PROBLEM TO SOLVE:
Return each line of the entries that holds the string "shadowed".

[Records from a dataset]
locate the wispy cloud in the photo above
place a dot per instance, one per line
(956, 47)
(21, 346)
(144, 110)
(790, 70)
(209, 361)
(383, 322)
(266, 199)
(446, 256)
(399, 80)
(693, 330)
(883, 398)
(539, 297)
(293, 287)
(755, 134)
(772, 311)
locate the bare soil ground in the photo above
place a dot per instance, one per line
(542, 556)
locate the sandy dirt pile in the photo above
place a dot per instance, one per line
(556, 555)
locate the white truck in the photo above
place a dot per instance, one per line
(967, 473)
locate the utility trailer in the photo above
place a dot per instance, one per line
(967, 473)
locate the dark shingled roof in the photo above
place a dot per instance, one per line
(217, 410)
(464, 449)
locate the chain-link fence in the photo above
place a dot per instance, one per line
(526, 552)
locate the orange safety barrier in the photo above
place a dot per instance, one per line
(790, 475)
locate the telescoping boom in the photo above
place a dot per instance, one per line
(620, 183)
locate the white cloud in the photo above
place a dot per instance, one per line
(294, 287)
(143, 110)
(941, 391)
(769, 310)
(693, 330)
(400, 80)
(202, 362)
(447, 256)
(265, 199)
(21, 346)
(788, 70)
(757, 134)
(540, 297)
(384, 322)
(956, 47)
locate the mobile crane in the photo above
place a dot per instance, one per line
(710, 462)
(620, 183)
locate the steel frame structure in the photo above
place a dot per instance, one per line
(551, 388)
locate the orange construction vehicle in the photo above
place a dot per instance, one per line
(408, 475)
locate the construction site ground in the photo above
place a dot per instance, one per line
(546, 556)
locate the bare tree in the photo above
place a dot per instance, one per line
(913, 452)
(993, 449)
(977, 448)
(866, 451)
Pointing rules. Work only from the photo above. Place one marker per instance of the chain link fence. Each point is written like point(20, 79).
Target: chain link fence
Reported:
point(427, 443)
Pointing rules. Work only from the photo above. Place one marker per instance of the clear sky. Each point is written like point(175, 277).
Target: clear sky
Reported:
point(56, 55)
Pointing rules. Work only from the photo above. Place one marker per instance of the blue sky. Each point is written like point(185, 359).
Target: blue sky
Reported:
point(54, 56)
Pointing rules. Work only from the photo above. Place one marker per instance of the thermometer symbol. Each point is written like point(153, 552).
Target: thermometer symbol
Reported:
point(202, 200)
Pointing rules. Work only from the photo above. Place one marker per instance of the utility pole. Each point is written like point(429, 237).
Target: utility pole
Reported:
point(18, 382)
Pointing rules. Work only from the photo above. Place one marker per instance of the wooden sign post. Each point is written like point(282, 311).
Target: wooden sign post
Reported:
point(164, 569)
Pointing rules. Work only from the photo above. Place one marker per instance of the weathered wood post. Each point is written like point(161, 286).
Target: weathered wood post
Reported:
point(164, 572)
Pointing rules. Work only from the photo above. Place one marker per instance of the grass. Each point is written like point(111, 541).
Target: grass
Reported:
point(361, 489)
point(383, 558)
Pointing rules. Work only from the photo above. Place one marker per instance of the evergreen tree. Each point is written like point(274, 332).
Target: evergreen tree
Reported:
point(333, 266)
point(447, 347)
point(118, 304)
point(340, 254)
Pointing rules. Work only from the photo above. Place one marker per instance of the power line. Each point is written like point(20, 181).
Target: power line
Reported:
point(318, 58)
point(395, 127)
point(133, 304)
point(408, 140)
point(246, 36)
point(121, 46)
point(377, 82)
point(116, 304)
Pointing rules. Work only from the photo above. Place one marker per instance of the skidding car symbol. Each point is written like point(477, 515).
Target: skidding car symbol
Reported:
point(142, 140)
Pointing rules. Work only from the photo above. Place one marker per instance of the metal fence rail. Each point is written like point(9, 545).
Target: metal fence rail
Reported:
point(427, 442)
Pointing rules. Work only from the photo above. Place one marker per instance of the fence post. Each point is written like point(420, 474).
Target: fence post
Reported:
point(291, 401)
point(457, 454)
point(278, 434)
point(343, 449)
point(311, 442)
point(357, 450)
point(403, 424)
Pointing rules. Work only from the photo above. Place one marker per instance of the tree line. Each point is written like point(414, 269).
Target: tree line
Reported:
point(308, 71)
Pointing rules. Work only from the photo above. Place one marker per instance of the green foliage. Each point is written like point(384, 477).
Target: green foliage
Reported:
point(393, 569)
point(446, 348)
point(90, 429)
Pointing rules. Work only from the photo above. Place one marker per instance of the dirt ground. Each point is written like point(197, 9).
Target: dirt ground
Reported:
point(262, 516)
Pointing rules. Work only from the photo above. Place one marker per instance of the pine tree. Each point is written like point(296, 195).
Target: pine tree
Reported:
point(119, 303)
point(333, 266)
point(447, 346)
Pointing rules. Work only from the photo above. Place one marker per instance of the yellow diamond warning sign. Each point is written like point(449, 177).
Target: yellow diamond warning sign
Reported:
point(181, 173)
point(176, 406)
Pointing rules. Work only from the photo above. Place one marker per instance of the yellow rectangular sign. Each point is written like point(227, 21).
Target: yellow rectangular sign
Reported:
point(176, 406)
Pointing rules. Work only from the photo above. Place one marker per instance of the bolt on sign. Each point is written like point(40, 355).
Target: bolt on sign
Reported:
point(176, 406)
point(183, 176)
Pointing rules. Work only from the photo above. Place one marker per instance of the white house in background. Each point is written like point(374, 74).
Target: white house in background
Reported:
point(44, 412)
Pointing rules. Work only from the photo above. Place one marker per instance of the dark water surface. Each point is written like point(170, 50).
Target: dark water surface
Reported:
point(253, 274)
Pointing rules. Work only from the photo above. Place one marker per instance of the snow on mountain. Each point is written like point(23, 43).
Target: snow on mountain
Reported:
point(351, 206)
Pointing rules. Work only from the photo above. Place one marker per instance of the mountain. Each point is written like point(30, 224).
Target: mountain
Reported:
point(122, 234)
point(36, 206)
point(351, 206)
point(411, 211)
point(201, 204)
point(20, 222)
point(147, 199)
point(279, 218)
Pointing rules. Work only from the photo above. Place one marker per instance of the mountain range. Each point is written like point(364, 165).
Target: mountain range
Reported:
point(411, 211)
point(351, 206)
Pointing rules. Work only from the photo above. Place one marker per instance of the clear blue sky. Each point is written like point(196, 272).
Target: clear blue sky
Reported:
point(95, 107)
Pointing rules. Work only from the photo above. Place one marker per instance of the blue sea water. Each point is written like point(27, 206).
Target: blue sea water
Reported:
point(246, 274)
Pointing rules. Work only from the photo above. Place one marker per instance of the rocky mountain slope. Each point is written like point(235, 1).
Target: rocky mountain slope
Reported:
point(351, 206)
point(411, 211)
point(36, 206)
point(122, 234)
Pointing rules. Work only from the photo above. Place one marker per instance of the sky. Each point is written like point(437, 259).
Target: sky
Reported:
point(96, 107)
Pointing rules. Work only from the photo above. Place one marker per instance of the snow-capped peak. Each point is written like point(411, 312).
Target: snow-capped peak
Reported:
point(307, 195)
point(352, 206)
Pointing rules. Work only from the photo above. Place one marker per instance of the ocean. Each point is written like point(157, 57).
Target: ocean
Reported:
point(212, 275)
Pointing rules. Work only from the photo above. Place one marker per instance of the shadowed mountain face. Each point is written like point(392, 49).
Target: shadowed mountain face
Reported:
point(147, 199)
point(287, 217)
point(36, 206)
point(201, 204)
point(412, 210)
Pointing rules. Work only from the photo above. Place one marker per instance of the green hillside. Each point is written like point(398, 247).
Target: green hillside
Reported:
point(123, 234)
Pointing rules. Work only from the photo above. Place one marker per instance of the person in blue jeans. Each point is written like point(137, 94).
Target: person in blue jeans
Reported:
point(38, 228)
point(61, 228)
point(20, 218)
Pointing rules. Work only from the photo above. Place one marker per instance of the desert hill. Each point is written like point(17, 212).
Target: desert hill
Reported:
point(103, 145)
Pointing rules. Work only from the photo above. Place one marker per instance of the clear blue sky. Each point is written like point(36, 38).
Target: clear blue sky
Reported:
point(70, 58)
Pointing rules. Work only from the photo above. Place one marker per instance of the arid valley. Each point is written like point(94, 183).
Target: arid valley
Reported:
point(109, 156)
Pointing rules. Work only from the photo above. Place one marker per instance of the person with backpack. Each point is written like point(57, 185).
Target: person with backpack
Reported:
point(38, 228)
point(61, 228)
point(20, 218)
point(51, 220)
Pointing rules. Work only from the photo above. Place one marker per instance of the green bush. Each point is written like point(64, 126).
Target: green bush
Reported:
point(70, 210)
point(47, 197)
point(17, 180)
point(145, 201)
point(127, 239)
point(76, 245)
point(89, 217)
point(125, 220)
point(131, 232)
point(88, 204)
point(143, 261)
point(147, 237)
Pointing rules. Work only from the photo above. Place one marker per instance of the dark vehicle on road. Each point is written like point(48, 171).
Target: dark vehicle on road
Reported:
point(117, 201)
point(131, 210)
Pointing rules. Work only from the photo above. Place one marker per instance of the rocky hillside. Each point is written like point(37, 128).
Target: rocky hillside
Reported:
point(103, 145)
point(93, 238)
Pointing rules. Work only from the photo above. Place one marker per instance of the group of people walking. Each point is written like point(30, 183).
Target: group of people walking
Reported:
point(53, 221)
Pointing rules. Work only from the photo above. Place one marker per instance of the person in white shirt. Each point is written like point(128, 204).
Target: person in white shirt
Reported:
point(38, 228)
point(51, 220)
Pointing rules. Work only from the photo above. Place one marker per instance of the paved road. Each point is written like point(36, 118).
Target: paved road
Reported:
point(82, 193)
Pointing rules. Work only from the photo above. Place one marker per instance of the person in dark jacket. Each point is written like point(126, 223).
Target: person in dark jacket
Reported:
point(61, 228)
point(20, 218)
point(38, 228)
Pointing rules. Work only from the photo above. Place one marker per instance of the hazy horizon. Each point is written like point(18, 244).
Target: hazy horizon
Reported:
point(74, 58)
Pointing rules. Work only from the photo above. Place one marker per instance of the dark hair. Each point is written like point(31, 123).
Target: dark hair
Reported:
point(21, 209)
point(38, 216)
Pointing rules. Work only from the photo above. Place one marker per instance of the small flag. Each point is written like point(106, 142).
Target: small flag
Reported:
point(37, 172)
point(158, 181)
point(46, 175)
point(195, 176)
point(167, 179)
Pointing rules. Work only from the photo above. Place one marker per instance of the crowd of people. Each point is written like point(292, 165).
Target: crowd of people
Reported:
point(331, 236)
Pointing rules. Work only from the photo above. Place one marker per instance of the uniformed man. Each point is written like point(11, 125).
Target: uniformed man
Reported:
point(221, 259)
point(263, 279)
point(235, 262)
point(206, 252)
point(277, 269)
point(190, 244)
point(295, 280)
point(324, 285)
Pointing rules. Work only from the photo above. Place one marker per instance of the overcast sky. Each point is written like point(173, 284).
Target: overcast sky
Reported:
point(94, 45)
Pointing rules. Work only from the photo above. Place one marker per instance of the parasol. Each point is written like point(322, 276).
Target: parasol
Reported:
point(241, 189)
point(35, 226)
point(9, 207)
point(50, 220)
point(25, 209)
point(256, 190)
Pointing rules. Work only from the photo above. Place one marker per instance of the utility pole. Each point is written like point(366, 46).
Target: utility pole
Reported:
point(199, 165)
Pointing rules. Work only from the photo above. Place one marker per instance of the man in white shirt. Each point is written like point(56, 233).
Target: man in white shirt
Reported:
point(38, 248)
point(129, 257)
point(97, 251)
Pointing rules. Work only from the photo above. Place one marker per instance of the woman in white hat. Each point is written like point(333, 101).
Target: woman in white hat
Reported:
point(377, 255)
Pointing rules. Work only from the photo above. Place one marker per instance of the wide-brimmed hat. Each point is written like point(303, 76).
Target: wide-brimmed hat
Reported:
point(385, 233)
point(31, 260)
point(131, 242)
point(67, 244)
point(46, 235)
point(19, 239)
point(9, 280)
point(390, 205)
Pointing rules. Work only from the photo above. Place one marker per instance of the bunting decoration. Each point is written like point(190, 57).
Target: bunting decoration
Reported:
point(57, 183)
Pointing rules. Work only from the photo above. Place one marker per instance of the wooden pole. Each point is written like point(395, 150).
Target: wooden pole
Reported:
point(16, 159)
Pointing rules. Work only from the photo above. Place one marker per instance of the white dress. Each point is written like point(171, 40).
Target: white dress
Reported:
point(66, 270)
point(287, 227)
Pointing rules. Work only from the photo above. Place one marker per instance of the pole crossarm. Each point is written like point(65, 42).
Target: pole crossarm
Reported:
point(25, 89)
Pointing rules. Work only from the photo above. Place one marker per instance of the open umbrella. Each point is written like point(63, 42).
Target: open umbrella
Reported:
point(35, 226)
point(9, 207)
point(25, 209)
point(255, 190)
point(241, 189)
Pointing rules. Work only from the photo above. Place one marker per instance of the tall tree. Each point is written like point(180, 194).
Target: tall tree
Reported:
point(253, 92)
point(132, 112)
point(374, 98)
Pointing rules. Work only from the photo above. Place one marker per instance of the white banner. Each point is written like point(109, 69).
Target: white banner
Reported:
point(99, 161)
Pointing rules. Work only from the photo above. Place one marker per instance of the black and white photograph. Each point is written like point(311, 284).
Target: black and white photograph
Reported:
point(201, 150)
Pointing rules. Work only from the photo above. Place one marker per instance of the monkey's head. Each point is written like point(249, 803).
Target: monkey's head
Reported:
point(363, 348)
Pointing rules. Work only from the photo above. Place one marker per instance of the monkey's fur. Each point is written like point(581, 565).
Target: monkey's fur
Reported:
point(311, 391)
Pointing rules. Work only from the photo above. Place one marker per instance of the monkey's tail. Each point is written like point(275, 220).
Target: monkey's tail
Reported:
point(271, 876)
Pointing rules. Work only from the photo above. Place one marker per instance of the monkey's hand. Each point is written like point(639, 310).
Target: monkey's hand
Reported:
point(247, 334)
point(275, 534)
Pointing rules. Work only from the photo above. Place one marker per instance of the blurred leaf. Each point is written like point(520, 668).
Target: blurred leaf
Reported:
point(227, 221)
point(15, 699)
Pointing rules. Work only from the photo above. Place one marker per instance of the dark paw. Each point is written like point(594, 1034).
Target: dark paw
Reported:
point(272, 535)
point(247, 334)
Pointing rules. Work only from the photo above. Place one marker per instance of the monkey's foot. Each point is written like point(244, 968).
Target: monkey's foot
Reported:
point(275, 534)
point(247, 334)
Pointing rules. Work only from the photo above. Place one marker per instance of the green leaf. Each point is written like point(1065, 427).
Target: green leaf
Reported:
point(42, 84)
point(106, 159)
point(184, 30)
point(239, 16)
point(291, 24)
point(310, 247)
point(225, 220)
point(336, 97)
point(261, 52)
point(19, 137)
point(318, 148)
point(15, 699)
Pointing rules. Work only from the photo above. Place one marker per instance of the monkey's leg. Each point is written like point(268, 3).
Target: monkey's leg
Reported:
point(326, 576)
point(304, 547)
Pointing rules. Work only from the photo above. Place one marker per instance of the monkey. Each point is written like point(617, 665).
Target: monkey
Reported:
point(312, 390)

SOLUTION TO THIS PROBLEM:
Pointing rules. Work only from the photo above. Place one marker per instance of the shadowed mountain face. Each point is written like point(392, 49).
Target: shadowed mountain face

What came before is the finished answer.